REQUIRED WORK :: Extend the article on rebound sex beyond its last sentence.

Here are the ground rules for having rebound sex when a relationship ends. 

Recognize it’s a temporary Band-Aid fix

Rebound sex may distract you for a night or make you feel sexually desirable, but any situation where you tie your self-worth to another person’s approval is a waste of time. While this tactic may work for some people, screwing someone else often screws you.

Think before trying a FWB scenario

If you’re thinking about starting a friends-with-benefits arrangement with a friend, you may want to think again.

“It sounds so easy to have sex with someone you already know: You can bypass the whole ‘meeting strangers’ thing,” Dr. Tina B. Tessina (aka “Dr. Romance”), psychotherapist and author of Dr. Romance’s Guide to Finding Love, tells SheKnows. “However, if you’re thinking about having sex with a friend, be very careful, because it is not easy to preserve a friendship once you have sex. You may think you can control your feelings, but it’s not so simple.”

Be upfront

Don’t hide what you’re doing. Let your prospective sex partner know exactly what’s up.

“If you’re just coming out of a relationship and want sex, then be honest with the other person about it,” author and dating and relationship expert Jonathan Bennett tells SheKnows. “You don’t have to say, ‘I just want sex,’ since that’s not exactly romantic or charming. But make it clear from the start that you’re not looking for anything serious.”

But it may help you cope with pain & boost confidence

In some cases, rebound sex may be a much-needed boost of confidence. If you see it for what it is, it could potentially help kick-start the healing process. 

Don’t judge yourself

Even though it seems counterintuitive, don’t be hard on yourself.

Image point grounding data
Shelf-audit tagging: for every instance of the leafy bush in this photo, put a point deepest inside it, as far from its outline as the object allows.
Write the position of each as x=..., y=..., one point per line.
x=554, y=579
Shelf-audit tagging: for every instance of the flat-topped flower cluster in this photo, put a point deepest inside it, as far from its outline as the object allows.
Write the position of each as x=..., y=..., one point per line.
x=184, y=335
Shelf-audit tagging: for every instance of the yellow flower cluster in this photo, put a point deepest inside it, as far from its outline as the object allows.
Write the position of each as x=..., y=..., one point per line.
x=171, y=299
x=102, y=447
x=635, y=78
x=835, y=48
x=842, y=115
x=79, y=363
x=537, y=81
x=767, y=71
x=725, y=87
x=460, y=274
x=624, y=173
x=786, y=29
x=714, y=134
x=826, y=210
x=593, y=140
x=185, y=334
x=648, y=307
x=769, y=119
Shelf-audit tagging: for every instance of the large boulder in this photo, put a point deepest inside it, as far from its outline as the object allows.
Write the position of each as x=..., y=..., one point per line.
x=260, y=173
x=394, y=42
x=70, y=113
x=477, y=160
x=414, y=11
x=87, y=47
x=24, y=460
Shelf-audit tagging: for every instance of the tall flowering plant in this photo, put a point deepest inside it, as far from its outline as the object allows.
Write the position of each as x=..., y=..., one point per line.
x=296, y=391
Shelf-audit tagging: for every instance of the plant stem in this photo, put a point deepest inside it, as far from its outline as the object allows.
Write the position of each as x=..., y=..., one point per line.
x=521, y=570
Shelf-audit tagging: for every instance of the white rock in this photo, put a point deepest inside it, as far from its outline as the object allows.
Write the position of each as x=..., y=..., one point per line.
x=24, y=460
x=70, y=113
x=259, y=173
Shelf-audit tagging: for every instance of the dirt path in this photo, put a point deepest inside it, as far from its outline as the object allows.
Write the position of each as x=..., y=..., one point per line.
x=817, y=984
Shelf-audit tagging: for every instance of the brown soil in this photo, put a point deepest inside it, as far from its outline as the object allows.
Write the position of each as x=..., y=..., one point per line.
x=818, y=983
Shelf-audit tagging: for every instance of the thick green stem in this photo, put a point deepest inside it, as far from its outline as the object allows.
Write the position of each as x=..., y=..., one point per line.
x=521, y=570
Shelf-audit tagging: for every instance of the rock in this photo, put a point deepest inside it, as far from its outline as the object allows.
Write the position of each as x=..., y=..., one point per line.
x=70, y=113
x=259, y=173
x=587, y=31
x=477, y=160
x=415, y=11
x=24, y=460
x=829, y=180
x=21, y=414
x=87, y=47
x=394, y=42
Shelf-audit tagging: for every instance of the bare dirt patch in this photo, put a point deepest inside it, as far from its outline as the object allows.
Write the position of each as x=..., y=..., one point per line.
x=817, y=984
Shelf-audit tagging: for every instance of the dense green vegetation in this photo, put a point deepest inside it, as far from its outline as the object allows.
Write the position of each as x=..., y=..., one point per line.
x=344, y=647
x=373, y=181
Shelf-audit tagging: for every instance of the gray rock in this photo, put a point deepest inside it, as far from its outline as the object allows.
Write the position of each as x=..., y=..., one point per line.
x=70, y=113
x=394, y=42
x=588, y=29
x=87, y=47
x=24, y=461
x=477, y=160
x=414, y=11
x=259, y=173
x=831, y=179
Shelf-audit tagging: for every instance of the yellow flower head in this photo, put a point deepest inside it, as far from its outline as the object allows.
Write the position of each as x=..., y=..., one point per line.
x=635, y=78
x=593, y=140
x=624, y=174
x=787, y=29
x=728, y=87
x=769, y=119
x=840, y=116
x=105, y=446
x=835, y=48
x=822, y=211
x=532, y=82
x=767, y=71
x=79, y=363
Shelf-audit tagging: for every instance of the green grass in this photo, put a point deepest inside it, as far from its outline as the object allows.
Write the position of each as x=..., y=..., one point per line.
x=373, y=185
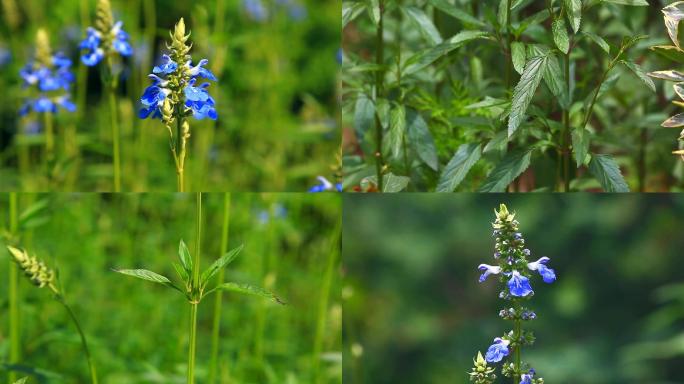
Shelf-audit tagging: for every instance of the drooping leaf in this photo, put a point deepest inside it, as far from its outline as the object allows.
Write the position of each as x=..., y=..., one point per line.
x=510, y=167
x=219, y=264
x=607, y=172
x=518, y=56
x=456, y=12
x=639, y=72
x=421, y=139
x=573, y=9
x=456, y=170
x=560, y=35
x=524, y=91
x=424, y=24
x=426, y=57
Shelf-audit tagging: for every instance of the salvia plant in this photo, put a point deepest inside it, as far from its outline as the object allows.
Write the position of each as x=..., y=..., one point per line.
x=174, y=95
x=48, y=80
x=395, y=95
x=41, y=276
x=673, y=14
x=515, y=272
x=195, y=286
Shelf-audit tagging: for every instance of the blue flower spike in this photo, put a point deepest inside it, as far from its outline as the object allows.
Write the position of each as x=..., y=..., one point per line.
x=510, y=256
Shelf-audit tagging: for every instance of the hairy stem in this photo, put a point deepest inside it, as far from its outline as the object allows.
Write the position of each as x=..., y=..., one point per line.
x=218, y=300
x=15, y=352
x=379, y=85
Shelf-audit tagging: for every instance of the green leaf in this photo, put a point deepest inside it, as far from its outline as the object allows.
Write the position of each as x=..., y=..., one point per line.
x=573, y=9
x=510, y=167
x=397, y=130
x=518, y=56
x=598, y=40
x=580, y=145
x=184, y=256
x=144, y=274
x=247, y=289
x=456, y=12
x=637, y=70
x=421, y=139
x=465, y=157
x=638, y=3
x=219, y=264
x=607, y=172
x=423, y=22
x=426, y=57
x=524, y=91
x=560, y=35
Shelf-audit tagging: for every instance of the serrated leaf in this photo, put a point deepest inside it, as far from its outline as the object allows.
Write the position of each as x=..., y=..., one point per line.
x=456, y=12
x=456, y=170
x=424, y=24
x=524, y=91
x=573, y=9
x=518, y=56
x=639, y=72
x=421, y=139
x=184, y=256
x=598, y=40
x=426, y=57
x=580, y=145
x=219, y=264
x=247, y=289
x=560, y=35
x=607, y=172
x=507, y=170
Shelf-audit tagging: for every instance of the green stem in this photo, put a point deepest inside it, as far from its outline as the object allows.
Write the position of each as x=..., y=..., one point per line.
x=15, y=352
x=115, y=138
x=379, y=80
x=216, y=327
x=91, y=364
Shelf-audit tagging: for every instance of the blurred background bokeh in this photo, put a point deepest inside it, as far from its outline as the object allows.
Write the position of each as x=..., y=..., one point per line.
x=277, y=65
x=414, y=311
x=138, y=330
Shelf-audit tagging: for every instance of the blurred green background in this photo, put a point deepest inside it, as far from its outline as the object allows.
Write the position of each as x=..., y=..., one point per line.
x=138, y=330
x=276, y=96
x=414, y=311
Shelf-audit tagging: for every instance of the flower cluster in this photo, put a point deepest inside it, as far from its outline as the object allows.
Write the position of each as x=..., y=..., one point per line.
x=173, y=93
x=515, y=273
x=106, y=38
x=50, y=77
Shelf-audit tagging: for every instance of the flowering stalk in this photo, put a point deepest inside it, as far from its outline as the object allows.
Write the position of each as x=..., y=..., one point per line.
x=41, y=276
x=515, y=272
x=173, y=96
x=106, y=42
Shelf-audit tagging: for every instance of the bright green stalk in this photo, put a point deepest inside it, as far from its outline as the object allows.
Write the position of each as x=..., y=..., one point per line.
x=216, y=328
x=195, y=294
x=15, y=352
x=323, y=300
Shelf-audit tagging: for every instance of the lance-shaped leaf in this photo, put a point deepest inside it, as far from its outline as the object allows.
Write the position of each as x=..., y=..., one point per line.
x=184, y=256
x=144, y=274
x=524, y=91
x=247, y=289
x=219, y=264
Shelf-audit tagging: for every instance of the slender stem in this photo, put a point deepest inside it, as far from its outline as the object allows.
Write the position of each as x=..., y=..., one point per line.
x=115, y=137
x=218, y=300
x=379, y=80
x=15, y=352
x=91, y=364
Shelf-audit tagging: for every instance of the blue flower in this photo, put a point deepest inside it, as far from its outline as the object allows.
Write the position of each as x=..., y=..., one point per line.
x=488, y=270
x=497, y=351
x=519, y=285
x=548, y=274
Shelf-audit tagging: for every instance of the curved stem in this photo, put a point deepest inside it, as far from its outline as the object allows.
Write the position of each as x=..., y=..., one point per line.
x=91, y=364
x=216, y=326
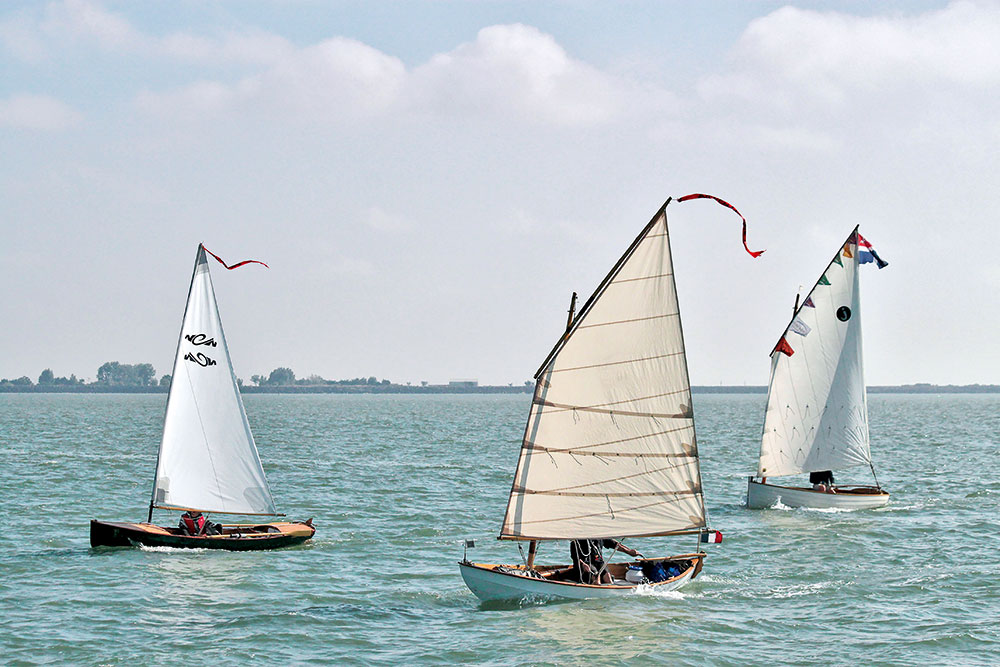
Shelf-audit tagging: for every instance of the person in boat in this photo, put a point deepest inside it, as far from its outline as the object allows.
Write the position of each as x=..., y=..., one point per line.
x=588, y=559
x=822, y=481
x=195, y=524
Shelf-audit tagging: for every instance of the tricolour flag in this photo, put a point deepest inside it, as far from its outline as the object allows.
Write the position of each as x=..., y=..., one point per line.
x=866, y=253
x=711, y=537
x=799, y=327
x=784, y=347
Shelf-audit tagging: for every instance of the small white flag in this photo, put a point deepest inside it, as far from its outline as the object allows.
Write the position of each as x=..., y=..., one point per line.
x=799, y=327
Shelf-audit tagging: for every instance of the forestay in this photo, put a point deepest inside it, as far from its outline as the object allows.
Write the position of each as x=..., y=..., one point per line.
x=817, y=413
x=207, y=460
x=609, y=449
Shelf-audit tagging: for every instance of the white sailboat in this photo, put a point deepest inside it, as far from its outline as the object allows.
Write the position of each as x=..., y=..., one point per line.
x=817, y=407
x=207, y=459
x=609, y=449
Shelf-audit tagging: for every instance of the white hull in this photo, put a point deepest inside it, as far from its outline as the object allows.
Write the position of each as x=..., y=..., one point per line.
x=762, y=496
x=491, y=585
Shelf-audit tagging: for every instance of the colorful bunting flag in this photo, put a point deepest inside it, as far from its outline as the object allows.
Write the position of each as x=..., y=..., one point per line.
x=866, y=253
x=784, y=347
x=799, y=327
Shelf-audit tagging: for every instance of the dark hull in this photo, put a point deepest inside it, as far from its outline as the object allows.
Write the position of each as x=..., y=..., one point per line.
x=253, y=537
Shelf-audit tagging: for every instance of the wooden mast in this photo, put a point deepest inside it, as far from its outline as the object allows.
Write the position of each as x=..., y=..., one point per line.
x=533, y=544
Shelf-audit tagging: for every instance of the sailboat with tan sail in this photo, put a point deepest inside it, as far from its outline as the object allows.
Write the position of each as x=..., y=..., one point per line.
x=609, y=449
x=208, y=460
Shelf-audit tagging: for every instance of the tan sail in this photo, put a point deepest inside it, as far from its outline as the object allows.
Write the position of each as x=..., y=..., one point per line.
x=609, y=449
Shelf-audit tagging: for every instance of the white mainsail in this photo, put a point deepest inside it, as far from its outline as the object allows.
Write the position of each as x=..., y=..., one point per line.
x=817, y=408
x=208, y=460
x=609, y=449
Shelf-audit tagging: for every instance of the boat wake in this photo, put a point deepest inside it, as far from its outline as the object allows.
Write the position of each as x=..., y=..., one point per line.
x=646, y=590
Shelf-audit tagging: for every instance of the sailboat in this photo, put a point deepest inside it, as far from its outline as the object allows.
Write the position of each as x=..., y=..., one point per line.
x=207, y=459
x=817, y=407
x=609, y=449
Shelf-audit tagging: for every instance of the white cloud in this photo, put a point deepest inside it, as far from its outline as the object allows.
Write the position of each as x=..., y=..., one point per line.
x=517, y=68
x=37, y=112
x=380, y=220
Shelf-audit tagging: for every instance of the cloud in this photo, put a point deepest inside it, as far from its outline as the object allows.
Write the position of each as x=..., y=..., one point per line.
x=37, y=112
x=517, y=68
x=84, y=23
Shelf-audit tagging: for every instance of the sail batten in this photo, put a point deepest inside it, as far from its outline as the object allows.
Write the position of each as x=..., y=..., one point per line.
x=616, y=386
x=207, y=458
x=817, y=417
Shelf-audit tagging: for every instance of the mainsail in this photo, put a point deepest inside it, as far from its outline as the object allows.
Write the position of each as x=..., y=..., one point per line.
x=609, y=449
x=817, y=410
x=208, y=460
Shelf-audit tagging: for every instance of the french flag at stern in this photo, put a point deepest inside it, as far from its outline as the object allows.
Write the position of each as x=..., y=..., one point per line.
x=711, y=537
x=866, y=253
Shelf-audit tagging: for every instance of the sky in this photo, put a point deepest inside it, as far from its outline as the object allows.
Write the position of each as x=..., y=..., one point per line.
x=429, y=181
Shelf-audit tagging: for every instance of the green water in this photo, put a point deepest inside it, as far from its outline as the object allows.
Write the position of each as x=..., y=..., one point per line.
x=396, y=482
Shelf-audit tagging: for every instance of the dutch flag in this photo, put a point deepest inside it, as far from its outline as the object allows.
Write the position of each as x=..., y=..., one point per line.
x=711, y=537
x=866, y=253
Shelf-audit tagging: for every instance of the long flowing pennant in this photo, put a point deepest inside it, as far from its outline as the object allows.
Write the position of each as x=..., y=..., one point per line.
x=237, y=264
x=753, y=253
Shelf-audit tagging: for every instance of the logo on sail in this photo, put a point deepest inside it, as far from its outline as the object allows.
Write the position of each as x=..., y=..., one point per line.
x=200, y=339
x=199, y=359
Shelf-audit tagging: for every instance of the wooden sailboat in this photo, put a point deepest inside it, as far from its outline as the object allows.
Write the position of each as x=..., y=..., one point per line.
x=609, y=449
x=817, y=406
x=207, y=459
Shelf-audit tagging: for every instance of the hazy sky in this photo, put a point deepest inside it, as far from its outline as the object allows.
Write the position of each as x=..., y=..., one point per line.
x=429, y=181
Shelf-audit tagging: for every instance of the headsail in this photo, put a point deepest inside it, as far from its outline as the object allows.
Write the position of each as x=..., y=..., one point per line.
x=207, y=460
x=609, y=449
x=817, y=412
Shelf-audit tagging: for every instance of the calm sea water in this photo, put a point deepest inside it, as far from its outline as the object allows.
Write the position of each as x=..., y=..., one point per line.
x=396, y=482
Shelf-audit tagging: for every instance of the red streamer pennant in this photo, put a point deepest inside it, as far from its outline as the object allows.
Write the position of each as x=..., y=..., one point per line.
x=753, y=253
x=237, y=264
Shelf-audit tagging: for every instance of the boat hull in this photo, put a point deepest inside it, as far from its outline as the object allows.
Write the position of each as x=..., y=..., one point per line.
x=489, y=584
x=763, y=496
x=236, y=537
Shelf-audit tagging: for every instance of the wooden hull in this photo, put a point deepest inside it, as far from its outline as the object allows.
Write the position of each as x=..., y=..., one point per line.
x=489, y=584
x=762, y=496
x=236, y=537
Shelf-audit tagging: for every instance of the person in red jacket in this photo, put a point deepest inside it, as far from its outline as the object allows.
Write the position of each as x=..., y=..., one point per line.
x=193, y=523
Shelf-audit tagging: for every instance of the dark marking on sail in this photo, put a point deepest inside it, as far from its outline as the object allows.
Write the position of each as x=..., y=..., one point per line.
x=199, y=359
x=200, y=339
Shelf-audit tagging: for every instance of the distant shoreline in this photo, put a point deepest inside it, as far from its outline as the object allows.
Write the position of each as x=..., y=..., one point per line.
x=484, y=389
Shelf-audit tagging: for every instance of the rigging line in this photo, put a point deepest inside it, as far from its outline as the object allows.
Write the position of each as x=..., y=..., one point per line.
x=634, y=399
x=632, y=455
x=629, y=280
x=620, y=511
x=630, y=321
x=528, y=444
x=676, y=466
x=613, y=413
x=618, y=363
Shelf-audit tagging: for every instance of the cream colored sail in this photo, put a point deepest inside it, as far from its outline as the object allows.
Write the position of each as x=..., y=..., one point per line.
x=208, y=460
x=817, y=411
x=609, y=449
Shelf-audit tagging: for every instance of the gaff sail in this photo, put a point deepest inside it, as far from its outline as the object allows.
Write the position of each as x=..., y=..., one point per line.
x=609, y=449
x=817, y=407
x=207, y=460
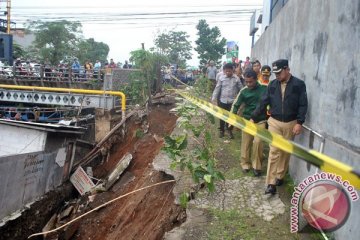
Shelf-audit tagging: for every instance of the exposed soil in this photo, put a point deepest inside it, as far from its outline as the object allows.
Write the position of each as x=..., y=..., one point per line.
x=144, y=215
x=147, y=214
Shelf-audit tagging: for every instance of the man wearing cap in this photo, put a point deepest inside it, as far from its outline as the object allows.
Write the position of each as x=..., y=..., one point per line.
x=227, y=87
x=249, y=96
x=265, y=74
x=211, y=72
x=256, y=66
x=288, y=103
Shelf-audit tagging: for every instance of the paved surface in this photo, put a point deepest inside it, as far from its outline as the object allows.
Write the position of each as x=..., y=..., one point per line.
x=244, y=194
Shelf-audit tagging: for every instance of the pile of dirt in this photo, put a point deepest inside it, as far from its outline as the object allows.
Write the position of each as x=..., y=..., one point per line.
x=147, y=214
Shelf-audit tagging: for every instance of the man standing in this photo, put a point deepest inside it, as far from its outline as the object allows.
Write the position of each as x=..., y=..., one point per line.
x=225, y=92
x=288, y=103
x=265, y=75
x=211, y=72
x=250, y=96
x=256, y=65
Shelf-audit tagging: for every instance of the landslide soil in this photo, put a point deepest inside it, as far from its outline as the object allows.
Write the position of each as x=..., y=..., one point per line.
x=146, y=214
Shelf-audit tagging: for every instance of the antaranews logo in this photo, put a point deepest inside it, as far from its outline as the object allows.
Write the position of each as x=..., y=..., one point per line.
x=324, y=200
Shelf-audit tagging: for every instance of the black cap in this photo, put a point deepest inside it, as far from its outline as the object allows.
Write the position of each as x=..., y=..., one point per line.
x=266, y=70
x=279, y=65
x=249, y=73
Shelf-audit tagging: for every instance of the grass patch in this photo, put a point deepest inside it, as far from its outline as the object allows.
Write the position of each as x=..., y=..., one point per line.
x=235, y=225
x=139, y=133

ANSWER SPACE ::
“Many people feel guilty about pursuing sex without a relationship. However, as long as you’re upfront with the other person, there’s nothing wrong with two consenting adults having sex — and — *gasp!* — enjoying it!” Bennett says. 

Safer sex rules still apply

Just because you’re not looking for a relationship, it doesn’t mean you shouldn’t avail yourself of protection during your sexual encounter.

“You cannot know for sure what the sexual practices and history of a new partner are; no matter how honest they may seem to be or how much you trust them,” Tessina explains. “People are notoriously uncomfortable disclosing their sexual history, especially if they’re concerned that it will damage their relationship with you. Add to this the fact that there are many STIs a person may not realize they have, such as certain forms of herpes simplex II virus.” 

The consequences of STIs or an unwanted pregnancy can last a lifetime.

Don’t wait too long

Many women wait a long time to engage in sex again after a breakup, divorce or death of a loved one. During that time of sexual inactivity, a woman’s vagina changes, and the first time she does have sex after a dry spell, it can be painful according to Dr. Alyssa Dweck, a practicing gynecologist in Westchester County, New York. 

“When the vaginal area is inactive, it becomes dry and less elastic because there is less blood flow to the tissue, which causes it to become more delicate,” Dweck tells SheKnows. “Lack of use of the vagina, just like other parts of the body, can cause pain once you to start to use it again. If you don’t use, you’ll lose it.” 

Don’t let your breakup break you

Grieving the loss of a relationship is a process much like mourning a death. You may feel wrecked, but know there will be better days ahead. If you do have rebound sex to fill your physical or emotional needs, it’s fine. There’s really no right or wrong way to deal with a breakup (self-harming or suicidal behavior aside, in which case, please seek help).

“I don’t think that we realize that we’re rebounding,” says O’Reilly. “We’re simply seeking to fulfill the shared human desire for connection. Though some people may seek a new relationship or casual sex in order to boost self-esteem or assuage anxieties about being alone, many are simply looking for genuine love, companionship and pleasure.”